◆ **Text provided**:
-----

Worries about the effects: About 7.5 million people are losing all of the unemployment aid they were receiving, and nearly 3 million additional people are losing the federal enhancement of $300 per week to their state payments. By some estimates, more than 30 million people living in households that were receiving some kind of temporary unemployment benefits will be affected by a loss of income.

"The cessation of this jobless aid, first put in place by Congress nearly 18 months ago, could upend the lives of millions of Americans still struggling to find work at a time when the pandemic’s delta variant is wreaking fresh havoc across a number of states," The Washington Post’s Yeganeh Torbati, Andrew Van Dam and Alyssa Fowers report. "It could also lead to a sharp pullback in spending, particularly in certain areas of the country, impacting a wide range of restaurants and other businesses that rely on consumer dollars."

Extension not likely: Though there have been calls to extend one or more of the unemployment programs, especially in the wake of the latest surge in the delta variant of Covid-19, there appears to be no movement towards doing so. Democrats are focused on passing President Biden’s roughly $4 trillion spending plan in the coming weeks, while many Republicans have blamed the unemployment aid programs for the sometimes disappointing pace of the economic recovery.

The White House has called on states to use some portion of the billions in pandemic relief funds they have received from the federal government to boost unemployment benefits, but none have done so.

Number of the Day: 75%

Three-quarters of adults in the U.S. have now received at least one dose of a Covid-19 vaccine, the White House announced Tuesday. Even so, the country is in the middle of another surge of the virus, and President Joe Biden plans to unveil a new strategy later this week aimed at getting the pandemic back under control. "Despite wide availability of free shots, hesitancy among many Americans -- especially political conservatives -- has left the U.S. well behind many other countries in inoculating its population," Bloomberg News reports.

-----

◆ **Data provided**:
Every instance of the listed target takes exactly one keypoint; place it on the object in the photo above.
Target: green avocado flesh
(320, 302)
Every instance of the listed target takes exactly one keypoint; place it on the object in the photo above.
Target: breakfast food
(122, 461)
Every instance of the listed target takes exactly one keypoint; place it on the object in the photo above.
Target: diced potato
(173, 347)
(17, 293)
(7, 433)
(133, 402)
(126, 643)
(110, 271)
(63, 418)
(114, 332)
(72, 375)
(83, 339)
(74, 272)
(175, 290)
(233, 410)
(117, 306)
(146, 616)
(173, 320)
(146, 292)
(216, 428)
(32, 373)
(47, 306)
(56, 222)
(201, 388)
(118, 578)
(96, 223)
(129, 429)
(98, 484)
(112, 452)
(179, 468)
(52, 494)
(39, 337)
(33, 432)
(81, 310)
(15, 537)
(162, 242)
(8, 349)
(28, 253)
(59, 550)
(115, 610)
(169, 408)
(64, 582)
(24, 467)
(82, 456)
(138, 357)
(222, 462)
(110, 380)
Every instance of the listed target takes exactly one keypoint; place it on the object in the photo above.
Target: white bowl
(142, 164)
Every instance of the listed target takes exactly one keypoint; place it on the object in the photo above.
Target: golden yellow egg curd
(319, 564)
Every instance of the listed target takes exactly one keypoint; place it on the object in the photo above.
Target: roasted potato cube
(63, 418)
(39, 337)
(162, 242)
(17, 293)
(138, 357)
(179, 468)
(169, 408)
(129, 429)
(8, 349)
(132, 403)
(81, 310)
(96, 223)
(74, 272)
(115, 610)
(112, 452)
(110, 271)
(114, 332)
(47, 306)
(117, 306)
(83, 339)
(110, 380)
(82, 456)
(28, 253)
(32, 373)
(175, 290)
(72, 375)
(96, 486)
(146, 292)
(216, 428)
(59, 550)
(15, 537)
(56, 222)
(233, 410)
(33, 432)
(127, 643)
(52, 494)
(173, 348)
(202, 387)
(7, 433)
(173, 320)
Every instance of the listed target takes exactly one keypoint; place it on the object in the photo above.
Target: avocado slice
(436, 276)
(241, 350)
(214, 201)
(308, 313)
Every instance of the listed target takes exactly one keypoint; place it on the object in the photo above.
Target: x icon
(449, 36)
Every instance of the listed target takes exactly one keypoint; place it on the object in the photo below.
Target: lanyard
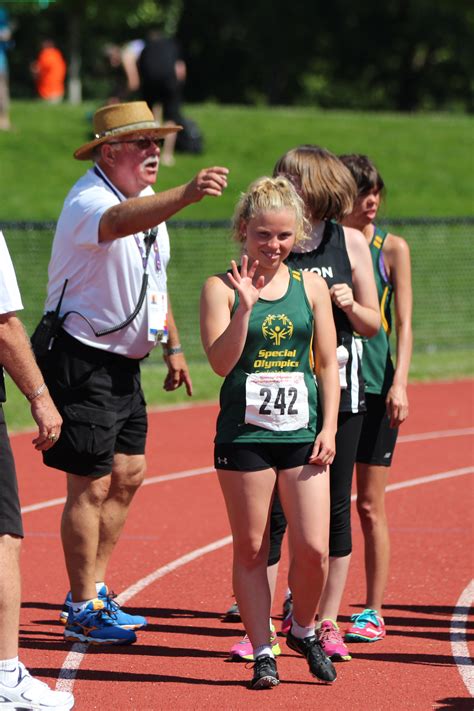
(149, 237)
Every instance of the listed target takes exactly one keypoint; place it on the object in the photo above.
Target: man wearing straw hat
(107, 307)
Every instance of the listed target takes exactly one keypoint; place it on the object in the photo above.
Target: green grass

-----

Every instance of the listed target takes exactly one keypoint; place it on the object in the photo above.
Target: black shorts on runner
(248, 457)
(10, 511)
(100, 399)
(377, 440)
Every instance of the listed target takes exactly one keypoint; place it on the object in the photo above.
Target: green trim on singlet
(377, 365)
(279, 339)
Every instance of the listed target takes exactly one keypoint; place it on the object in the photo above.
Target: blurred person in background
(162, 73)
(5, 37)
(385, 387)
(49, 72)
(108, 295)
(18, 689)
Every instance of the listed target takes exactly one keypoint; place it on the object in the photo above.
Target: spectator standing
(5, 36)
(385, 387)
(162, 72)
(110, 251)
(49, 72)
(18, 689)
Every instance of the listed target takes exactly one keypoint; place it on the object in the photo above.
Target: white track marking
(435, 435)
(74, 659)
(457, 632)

-----

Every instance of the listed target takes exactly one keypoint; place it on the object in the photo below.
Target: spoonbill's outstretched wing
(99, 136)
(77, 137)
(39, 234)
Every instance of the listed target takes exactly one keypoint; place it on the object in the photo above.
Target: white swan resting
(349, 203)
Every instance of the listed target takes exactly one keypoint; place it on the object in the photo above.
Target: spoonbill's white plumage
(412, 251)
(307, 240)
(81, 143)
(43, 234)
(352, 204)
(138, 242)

-----

◆ **Work order**: Continue the newsletter excerpt above on the end of federal unemployment aid and the COVID-19 vaccination rate, starting after its final sentence.

◆ **Output for this task**:
In Case You Missed It: Social Security Trust Fund to Run Out by 2034, Report Says

Social Security won’t be able to pay full benefits by 2034, one year earlier than projected last year, unless Congress acts to address the program’s finances, according the annual report released last week by the Social Security and Medicare trustees. The report finds that, in 13 years, the combined Social Security trust funds for retirement and disability will only be able to pay out 78% of benefits. The Old-Age and Survivors Insurance (OASI) Trust Fund, which pays retirement and survivors benefits, is expected to be depleted by 2033, also a year earlier than reported last year.

The Medicare Part A Trust Fund, which pays inpatient hospital benefits, will be depleted by 2026, the same as last year, according to the report. At that point, the program would be able to pay 91% of benefits.

The quicker Social Security depletion reflects the coronavirus recession and the resulting drop in payroll tax income and taxation of benefits. The report also projects higher mortality related to Covid-19 through 2023 and short-term delays in births and immigration.

"Lawmakers have many policy options that would reduce or eliminate the long-term financing shortfalls in Social Security and Medicare," the trustees conclude in a summary of the report. "Lawmakers should address these financial challenges as soon as possible. Taking action sooner rather than later will permit consideration of a broader range of solutions and provide more time to phase in changes so that the public has adequate time to prepare."

The report says that Social Security could be made solvent for 75 years via a 3.36 percentage point (or 27%) increase in payroll taxes today, but if lawmakers wait until 2034, a 4.2 percentage point increase (or 34%) would be needed. Similarly, a 21% cut in benefits today would make the program solvent over the long-term, but a 26% cut would be needed if lawmakers wait until 2034. (Some combination of tax increases and benefit cuts could also work, but again, the changes would need to be larger if they are delayed.)

About 65 million people were receiving Social Security benefits as of the end of 2020, and nearly 63 million were covered by Medicare.